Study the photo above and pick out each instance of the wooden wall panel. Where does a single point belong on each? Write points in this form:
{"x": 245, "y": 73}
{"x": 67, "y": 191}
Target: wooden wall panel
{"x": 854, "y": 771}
────────────────────────────────────────
== What you should do ==
Please reproduce the rows above line for line, changing nothing.

== Response to the exercise ==
Study the photo above and pick out each instance of the wooden wall panel. Where does a single point belong on each? Write points in this form:
{"x": 245, "y": 73}
{"x": 67, "y": 191}
Target: wooden wall panel
{"x": 854, "y": 771}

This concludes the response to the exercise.